* ABOUT THIS EXERCISE *
Filter out all lines without the word "wall" from the data below, please, and copy the rest.

* DATA FOR REVIEW *
-------------------------

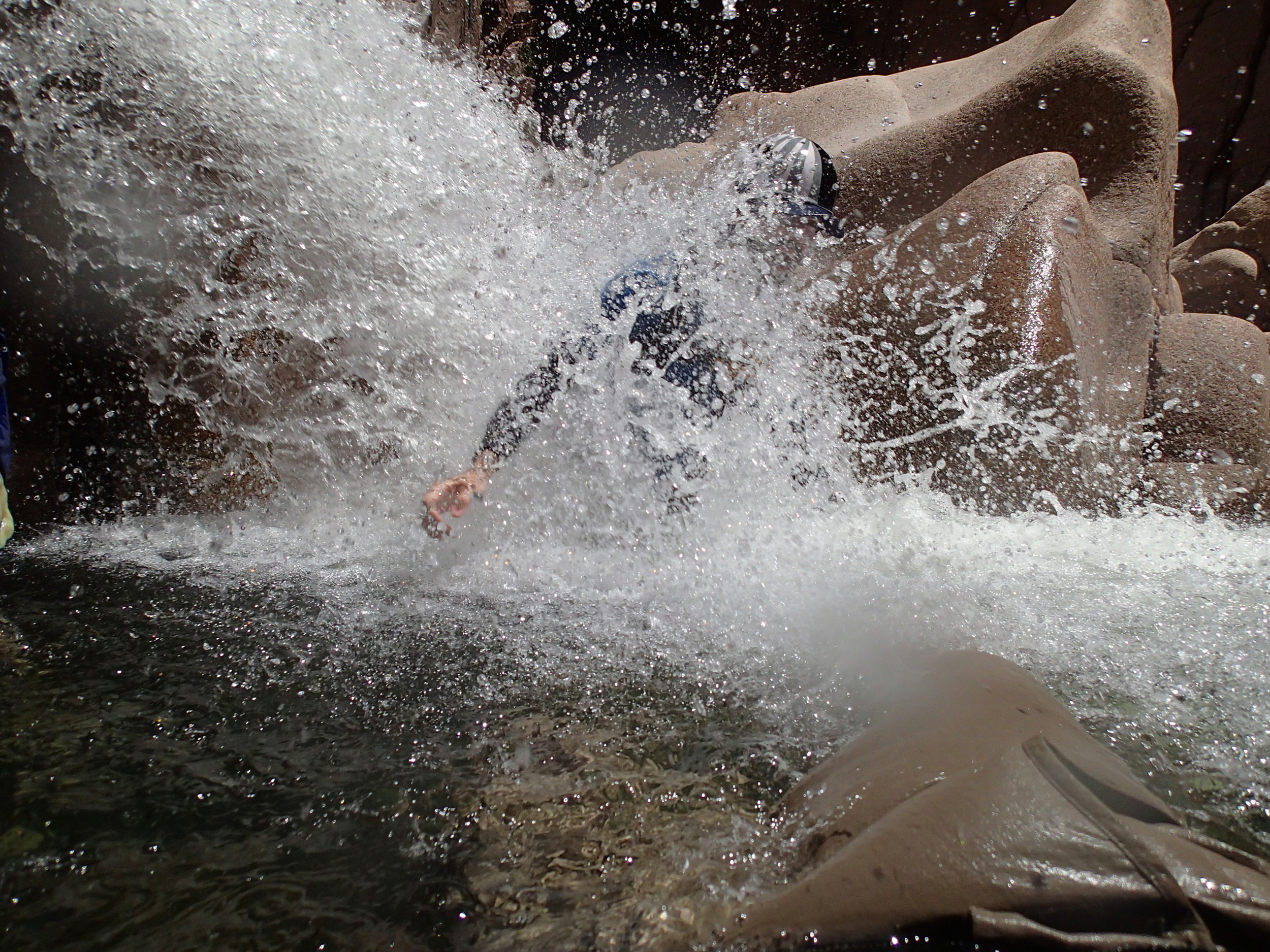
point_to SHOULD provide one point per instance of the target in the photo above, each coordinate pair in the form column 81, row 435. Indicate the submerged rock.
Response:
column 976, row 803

-------------------------

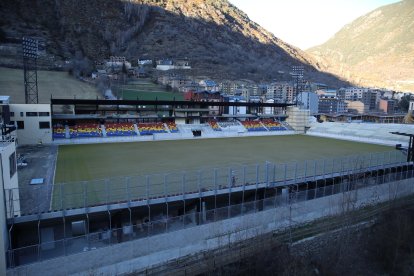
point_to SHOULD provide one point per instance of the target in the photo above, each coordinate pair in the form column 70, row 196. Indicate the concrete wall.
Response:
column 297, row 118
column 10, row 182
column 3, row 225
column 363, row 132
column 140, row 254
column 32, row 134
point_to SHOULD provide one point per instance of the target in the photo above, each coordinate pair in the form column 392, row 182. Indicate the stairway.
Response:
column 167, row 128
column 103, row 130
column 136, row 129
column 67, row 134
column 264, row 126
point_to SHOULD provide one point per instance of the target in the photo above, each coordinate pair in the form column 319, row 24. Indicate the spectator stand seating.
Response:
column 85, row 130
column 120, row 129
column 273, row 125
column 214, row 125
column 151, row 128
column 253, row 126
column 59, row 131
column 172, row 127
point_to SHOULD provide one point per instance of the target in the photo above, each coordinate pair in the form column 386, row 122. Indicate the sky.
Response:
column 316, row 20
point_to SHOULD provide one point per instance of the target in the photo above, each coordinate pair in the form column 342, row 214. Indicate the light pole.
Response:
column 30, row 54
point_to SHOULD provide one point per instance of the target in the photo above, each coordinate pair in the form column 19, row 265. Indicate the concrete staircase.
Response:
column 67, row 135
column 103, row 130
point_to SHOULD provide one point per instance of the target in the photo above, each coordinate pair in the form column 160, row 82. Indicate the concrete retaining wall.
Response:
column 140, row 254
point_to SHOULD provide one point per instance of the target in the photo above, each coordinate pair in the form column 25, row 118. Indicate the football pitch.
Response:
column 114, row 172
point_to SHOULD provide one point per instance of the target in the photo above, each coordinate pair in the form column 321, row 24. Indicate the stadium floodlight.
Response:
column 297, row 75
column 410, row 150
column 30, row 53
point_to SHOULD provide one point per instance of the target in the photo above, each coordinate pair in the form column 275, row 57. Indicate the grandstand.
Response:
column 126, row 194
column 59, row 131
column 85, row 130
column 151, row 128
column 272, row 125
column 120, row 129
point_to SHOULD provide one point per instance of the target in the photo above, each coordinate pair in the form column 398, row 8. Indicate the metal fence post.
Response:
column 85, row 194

-------------------------

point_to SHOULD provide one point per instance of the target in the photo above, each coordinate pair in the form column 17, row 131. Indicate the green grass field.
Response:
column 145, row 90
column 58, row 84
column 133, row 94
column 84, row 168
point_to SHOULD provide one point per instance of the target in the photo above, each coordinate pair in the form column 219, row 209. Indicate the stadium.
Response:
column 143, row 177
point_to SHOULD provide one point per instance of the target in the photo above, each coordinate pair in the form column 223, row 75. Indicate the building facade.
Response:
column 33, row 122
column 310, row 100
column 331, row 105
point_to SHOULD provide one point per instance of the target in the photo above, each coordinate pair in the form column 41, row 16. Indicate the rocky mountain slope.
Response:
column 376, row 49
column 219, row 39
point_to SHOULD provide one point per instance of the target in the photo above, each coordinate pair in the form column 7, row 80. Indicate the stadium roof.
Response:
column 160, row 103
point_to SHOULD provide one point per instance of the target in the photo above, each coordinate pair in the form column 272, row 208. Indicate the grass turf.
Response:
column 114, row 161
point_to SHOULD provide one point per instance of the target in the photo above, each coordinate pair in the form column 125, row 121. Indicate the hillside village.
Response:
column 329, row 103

-------------------------

* THE ANSWER *
point_to SHOULD provide one point per instance of the target in the photo above, each coordinate pair in the form column 70, row 196. Indicate the concrete wall.
point_to SHOULD provide one point per instance of the target in the photo above, each coordinate pair in the form column 160, row 82. Indicate the concrete retaining wall.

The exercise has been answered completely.